** WRITTEN REQUEST **
Please output exactly the run of lines that starts at the line with "sunglasses with a point." and ends at the last line of the records below.
[Start PROVIDED INFORMATION]
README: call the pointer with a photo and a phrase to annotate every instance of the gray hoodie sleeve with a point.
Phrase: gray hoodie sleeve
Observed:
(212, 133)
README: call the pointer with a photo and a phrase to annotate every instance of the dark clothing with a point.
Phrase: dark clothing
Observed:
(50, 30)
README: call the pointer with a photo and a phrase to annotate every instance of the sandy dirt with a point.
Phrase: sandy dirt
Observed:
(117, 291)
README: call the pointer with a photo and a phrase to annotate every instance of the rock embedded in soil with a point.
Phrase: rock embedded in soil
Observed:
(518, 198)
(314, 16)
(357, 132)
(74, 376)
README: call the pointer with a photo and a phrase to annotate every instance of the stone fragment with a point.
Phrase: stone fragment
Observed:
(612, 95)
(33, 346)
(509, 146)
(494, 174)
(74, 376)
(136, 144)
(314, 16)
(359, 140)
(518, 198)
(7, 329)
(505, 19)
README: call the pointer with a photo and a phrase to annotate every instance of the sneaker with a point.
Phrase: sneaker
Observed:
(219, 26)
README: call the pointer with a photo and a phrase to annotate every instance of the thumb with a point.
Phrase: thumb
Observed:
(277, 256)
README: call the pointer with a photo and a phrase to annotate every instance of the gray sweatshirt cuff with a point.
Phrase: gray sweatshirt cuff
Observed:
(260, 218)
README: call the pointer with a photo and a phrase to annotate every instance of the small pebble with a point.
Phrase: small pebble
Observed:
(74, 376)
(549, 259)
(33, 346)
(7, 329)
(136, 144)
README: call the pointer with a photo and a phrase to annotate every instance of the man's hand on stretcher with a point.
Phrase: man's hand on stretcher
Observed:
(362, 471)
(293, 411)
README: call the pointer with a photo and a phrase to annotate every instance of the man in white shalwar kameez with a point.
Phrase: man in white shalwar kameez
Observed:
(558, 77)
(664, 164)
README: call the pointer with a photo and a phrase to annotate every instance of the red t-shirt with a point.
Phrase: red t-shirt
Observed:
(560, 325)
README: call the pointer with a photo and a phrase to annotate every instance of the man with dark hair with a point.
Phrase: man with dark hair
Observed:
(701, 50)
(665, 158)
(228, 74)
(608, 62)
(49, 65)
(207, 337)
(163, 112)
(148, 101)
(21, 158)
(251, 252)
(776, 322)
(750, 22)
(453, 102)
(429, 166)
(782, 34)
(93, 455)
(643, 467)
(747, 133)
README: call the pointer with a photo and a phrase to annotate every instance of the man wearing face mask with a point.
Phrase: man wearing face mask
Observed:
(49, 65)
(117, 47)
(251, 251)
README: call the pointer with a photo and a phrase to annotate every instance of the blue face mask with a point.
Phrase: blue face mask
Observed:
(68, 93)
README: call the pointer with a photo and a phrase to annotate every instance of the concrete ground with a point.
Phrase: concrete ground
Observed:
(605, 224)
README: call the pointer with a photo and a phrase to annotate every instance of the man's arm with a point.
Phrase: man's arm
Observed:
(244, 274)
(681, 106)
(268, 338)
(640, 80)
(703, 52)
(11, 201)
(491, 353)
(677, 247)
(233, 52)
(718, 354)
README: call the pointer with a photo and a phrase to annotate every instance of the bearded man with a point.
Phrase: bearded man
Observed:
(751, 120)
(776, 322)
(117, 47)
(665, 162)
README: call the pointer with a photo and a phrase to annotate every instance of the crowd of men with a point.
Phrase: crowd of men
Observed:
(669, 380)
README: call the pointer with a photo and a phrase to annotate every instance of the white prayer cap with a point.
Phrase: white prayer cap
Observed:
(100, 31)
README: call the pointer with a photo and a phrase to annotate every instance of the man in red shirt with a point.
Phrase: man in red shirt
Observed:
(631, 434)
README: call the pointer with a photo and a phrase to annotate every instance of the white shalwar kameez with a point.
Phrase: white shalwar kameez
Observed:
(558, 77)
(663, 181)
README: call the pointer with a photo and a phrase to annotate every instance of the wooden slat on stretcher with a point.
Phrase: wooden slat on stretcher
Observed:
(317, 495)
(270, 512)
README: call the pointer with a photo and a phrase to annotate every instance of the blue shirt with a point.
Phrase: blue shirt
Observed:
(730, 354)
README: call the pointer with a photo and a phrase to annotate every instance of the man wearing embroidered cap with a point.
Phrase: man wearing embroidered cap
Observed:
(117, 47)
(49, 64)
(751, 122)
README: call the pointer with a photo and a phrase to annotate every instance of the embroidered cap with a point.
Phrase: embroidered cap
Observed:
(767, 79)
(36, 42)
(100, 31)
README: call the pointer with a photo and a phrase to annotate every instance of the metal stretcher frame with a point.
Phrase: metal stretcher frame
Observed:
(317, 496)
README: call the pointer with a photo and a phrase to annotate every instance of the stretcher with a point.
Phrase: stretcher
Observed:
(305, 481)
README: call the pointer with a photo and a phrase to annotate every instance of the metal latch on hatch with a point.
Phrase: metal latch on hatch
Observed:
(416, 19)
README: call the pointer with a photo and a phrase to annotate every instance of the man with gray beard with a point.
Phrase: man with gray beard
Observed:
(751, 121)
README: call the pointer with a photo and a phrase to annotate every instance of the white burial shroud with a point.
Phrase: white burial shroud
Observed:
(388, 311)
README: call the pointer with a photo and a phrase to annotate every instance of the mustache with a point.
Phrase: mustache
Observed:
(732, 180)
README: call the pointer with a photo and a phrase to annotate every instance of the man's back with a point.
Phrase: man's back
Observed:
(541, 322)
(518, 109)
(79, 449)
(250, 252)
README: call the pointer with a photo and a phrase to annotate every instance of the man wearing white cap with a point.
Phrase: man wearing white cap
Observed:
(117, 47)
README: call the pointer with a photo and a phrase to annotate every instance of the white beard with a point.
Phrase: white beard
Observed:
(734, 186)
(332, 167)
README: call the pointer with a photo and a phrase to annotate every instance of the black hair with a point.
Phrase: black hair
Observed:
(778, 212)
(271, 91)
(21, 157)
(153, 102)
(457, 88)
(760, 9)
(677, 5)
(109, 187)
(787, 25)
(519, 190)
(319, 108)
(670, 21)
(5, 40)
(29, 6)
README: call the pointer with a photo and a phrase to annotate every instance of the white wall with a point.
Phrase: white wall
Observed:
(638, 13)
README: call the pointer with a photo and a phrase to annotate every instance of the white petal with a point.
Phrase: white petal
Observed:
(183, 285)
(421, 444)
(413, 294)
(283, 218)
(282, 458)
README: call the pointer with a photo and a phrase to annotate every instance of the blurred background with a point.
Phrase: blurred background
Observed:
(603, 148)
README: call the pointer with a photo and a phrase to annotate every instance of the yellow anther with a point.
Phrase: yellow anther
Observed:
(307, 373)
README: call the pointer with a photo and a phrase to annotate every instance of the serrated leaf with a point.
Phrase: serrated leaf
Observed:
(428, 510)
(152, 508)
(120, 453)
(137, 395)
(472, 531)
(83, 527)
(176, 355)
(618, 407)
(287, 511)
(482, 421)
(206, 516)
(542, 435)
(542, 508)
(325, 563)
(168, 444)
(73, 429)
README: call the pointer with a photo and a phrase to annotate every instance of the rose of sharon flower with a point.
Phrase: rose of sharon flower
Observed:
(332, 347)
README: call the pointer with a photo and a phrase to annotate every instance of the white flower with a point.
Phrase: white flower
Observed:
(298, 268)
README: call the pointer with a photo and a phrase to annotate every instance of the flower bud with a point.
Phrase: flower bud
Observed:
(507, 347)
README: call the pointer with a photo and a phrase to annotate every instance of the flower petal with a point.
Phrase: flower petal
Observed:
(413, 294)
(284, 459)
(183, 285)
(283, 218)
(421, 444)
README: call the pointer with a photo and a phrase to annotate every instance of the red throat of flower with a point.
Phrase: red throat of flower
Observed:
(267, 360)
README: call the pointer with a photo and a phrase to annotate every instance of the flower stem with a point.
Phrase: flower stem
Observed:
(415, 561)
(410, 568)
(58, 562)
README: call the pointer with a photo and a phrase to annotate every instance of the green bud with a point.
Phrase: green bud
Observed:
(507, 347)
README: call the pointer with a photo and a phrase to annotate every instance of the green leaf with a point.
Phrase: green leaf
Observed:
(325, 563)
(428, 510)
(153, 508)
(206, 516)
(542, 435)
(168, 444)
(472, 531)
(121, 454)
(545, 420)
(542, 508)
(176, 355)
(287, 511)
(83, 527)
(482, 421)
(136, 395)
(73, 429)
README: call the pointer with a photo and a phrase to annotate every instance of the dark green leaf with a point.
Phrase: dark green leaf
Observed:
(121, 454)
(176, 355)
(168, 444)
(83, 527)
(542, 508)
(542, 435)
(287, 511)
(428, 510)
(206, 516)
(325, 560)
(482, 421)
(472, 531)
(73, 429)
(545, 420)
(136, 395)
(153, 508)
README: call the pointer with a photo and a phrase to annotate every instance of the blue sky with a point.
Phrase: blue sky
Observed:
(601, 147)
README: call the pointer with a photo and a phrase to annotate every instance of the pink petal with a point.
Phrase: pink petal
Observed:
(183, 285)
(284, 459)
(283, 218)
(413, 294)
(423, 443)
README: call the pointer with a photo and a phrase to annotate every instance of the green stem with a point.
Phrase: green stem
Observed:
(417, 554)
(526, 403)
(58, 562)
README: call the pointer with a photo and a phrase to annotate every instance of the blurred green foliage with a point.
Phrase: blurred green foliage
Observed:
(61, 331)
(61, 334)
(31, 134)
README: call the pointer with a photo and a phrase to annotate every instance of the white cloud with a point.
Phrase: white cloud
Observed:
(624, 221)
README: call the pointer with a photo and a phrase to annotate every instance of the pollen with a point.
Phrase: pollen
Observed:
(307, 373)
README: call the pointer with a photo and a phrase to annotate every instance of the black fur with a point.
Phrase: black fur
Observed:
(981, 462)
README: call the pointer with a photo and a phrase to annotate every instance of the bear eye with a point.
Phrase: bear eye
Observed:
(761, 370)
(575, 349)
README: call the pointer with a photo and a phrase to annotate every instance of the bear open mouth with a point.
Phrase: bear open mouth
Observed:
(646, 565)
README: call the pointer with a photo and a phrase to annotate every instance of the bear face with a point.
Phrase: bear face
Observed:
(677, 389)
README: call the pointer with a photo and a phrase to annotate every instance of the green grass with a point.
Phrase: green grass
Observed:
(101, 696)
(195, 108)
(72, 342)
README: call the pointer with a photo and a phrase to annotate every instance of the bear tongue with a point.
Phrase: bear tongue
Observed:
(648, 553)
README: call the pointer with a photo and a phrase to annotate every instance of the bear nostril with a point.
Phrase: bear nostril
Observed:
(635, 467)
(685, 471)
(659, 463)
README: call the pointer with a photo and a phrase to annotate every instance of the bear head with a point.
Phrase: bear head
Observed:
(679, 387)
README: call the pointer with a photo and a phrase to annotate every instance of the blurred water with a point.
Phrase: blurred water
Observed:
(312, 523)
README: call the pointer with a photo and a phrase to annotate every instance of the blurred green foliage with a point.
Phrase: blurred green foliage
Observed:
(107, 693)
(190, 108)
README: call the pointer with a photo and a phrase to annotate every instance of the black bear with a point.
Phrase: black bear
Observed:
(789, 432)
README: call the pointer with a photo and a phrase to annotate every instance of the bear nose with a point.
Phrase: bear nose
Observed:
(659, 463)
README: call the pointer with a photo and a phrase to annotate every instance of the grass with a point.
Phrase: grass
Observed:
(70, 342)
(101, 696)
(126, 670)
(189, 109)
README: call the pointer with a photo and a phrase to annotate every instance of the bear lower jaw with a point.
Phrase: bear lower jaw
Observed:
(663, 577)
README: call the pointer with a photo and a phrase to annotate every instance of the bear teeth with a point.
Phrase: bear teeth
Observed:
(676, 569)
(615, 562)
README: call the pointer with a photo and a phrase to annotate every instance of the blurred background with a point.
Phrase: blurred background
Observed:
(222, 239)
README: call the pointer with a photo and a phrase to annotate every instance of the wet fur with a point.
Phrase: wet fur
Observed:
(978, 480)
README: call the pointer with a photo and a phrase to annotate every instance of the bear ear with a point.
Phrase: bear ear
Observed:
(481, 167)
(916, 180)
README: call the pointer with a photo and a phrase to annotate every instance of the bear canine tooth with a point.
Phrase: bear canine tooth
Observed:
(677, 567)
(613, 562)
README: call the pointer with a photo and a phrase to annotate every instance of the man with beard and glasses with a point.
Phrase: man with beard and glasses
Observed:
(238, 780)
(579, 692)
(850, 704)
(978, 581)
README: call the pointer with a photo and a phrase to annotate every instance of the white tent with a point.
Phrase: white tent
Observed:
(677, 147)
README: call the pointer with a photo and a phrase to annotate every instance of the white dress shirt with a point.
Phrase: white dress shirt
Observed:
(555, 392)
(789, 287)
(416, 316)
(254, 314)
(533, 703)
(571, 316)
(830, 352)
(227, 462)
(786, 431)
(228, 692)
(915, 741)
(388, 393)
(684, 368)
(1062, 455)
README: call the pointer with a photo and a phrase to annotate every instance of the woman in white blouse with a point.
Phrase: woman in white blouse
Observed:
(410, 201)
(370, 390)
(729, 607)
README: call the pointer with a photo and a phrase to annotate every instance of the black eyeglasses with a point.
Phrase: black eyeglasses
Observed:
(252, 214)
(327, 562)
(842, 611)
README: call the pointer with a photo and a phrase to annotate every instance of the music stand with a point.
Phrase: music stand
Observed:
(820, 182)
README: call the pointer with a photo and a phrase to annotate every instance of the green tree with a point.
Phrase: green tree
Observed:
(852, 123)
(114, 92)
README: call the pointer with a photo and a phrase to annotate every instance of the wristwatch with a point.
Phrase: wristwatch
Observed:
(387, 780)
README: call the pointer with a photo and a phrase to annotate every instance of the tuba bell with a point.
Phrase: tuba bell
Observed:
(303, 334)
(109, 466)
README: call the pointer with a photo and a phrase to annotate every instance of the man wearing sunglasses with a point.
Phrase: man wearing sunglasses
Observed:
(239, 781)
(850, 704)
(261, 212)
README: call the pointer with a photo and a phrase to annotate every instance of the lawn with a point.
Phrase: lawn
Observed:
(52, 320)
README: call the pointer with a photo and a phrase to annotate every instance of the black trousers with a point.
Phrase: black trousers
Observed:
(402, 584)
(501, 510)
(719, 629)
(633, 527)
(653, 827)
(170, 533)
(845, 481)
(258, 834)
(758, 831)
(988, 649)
[End PROVIDED INFORMATION]
** REPLY TO THE EXERCISE **
README: call the pointer with a photo and a phrase to annotate every instance of the man wearing sunglasses with a point.
Phrase: man wearing sunglasses
Observed:
(239, 781)
(850, 704)
(261, 212)
README: call the pointer with a photo and a phrase to annotate every instance of the lawn with a point.
Phrase: lawn
Observed:
(52, 320)
README: call the pointer with a photo and a phrase to annotate every instance of the black trousers with a point.
Phrase: black trousers
Observed:
(402, 584)
(501, 510)
(719, 629)
(633, 527)
(653, 827)
(170, 533)
(845, 481)
(258, 834)
(758, 831)
(988, 649)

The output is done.